**Task objective**
In the article on creating a custom Kedro dataset below, which library reads and extracts data from the DICOM files?

**Extracted text**
How to create a custom Kedro DataSet

4 minute read

In the following article, i will show how to create a custom dataset for Kedro, an open source Python library for Production-Ready Machine Learning Code.

The custom dataset will be used to read DICOM files and produce image and CSV datasets which are native Kedro datasets.

This article is linked to my article on how to create a kedro project and my project on pneumothorax classifier, you will find more informations on the DICOM dataset there.

To be able to read and extract data from DICOM files, we will use the pydicom library.

DICOMDataSet class

This is the whole custom dataset class we are going to create. I will explain each part. One remark though, we are not going to implement the save part of the dataset class, as it will be not used in our project and it is not very common to write DICOM files in a ML project.

import numpy as np
import pandas as pd

import pydicom

# PIL is the package from Pillow
from PIL import Image


class DICOMDataSet(AbstractDataSet):
    def __init__(self, filepath: str):
        """Creates a new instance of DICOMDataSet to load / save image data for given filepath.

        Args:
            filepath: The location of the DICOM file to load / save data.
        """
        
        # parse the path and protocol (e.g. file, http, s3, etc.)
        protocol, path = get_protocol_and_path(filepath)
        self._protocol = protocol
        self._filepath = PurePosixPath(path)
        self._fs = fsspec.filesystem(self._protocol)

    def _load(self) -> (pd.DataFrame,np.ndarray):
        """Loads data from the DICOM file.

        Returns:
            Metadata from the DICOM file as a pandas Dataframe,
            Image data  as a numpy array
        """
        # using get_filepath_str ensures that the protocol and path are appended correctly for different filesystems
        load_path = get_filepath_str(self._filepath, self._protocol)
        with self._fs.open(load_path) as f:
            ds = pydicom.dcmread(f)

            df = pd.DataFrame.from_records([(el.name,el.value) for el in ds if el.name not in ['Pixel Data', 'File Meta Information Version']])
            df = df.T
            df.columns = df.iloc[0]
            df = df.iloc[1:]
            pixel_array = ds.pixel_array
            return (df,pixel_array)
    

    def _save(self, data: np.ndarray) -> None:
        """Saves image data to the specified filepath"""
        return None

    
    def _describe(self) -> Dict[str, Any]:
        """Returns a dict that describes the attributes of the dataset.
        """
        return dict(
            filepath=self._filepath,
            protocol=self._protocol
        )

init of instance

def __init__(self, filepath: str):
        """Creates a new instance of DICOMDataSet to load / save image data for given filepath.

**Collected data**
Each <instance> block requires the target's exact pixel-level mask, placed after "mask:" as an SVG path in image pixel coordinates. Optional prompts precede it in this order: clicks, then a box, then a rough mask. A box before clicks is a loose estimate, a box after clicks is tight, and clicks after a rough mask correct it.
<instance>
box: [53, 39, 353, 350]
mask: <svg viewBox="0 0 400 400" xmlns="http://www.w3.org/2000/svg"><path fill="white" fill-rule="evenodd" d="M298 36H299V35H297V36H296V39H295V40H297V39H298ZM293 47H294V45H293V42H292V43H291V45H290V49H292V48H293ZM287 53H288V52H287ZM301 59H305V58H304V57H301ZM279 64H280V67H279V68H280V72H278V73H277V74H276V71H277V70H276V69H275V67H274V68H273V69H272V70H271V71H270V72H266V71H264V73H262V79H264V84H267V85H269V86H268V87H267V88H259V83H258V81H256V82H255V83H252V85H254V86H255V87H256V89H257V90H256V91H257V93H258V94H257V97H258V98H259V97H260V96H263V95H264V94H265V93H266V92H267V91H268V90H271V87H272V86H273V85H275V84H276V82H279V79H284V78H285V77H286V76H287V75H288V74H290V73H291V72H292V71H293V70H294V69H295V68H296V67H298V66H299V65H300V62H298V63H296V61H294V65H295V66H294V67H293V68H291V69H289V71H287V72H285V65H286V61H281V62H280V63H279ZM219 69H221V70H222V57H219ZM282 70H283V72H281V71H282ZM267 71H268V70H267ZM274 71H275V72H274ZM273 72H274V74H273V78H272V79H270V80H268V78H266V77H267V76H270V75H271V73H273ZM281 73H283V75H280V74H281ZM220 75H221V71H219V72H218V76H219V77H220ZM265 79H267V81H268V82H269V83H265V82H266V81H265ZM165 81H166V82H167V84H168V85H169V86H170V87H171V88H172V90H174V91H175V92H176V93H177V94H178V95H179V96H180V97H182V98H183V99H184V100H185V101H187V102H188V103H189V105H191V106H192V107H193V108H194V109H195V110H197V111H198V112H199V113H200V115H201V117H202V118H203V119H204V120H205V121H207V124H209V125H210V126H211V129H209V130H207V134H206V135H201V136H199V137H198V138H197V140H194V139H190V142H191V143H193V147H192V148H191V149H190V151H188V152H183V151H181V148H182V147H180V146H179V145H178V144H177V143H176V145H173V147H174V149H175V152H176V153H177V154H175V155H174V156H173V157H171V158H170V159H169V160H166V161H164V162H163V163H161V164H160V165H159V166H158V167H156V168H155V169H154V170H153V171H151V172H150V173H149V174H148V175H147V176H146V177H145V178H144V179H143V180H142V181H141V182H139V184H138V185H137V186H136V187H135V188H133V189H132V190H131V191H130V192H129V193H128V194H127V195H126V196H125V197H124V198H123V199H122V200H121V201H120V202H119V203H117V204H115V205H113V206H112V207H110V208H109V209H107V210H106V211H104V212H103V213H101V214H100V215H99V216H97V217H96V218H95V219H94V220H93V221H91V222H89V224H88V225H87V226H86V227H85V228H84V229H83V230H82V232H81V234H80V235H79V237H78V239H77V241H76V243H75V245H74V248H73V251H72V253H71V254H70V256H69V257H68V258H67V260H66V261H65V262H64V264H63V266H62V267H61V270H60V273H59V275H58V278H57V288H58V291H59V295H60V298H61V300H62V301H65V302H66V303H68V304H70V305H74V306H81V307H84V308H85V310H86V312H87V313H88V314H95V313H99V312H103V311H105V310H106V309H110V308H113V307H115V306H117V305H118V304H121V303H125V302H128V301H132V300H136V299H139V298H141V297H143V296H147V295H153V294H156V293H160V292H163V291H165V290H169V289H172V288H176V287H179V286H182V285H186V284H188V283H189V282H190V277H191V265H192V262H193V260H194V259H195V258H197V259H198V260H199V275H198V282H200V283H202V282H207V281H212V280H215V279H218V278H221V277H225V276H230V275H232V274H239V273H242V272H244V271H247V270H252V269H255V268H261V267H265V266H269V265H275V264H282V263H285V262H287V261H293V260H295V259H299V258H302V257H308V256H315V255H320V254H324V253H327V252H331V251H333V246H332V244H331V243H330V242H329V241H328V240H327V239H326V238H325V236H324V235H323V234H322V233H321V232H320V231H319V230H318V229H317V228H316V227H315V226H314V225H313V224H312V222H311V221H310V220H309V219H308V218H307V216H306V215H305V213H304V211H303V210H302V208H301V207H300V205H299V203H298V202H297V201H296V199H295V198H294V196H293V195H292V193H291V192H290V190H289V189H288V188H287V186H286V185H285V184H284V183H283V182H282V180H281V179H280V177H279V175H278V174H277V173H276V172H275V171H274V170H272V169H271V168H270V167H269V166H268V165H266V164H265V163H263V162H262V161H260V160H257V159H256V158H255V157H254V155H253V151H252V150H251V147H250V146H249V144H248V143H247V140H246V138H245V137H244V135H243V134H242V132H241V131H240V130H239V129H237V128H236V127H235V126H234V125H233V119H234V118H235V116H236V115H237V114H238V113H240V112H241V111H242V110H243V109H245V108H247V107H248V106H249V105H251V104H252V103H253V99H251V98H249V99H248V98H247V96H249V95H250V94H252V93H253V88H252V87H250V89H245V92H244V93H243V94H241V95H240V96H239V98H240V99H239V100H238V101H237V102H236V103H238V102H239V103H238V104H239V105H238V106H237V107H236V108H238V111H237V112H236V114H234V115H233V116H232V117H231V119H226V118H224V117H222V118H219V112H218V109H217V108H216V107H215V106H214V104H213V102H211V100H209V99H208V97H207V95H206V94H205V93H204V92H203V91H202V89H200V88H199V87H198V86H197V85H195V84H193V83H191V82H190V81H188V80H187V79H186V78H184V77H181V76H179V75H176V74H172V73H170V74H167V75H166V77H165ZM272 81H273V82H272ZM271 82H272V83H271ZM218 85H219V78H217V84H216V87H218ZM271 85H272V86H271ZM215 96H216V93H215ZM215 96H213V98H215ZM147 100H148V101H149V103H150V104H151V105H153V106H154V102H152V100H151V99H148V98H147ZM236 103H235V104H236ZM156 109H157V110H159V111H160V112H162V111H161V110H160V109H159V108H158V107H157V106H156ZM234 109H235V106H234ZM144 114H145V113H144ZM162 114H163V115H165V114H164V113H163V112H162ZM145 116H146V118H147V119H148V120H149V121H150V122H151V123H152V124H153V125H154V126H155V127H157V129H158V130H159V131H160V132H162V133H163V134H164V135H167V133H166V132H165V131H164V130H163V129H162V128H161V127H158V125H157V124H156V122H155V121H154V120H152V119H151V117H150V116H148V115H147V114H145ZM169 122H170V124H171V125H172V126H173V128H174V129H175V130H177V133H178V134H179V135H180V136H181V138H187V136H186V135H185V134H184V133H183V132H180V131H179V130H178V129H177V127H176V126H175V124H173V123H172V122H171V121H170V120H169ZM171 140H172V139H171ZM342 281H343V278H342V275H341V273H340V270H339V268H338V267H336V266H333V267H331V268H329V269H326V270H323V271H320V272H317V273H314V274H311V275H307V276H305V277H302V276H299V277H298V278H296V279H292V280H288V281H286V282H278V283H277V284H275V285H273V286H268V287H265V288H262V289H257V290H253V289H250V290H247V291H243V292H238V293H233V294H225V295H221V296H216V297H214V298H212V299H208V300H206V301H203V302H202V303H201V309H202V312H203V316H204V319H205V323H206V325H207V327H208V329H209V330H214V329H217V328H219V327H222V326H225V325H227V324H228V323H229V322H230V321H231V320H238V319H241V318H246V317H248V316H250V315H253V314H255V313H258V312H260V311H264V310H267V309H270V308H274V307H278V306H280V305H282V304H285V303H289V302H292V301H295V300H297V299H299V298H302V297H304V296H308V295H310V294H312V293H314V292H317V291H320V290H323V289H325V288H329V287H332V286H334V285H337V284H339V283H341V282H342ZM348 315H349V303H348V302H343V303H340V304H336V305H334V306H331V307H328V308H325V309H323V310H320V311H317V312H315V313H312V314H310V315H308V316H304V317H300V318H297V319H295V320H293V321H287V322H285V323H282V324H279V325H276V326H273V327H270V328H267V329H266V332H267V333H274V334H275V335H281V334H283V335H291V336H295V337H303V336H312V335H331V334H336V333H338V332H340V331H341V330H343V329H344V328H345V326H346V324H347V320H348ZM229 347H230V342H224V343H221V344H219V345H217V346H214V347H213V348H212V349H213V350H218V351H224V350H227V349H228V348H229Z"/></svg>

**Reply to the task**
The pydicom library.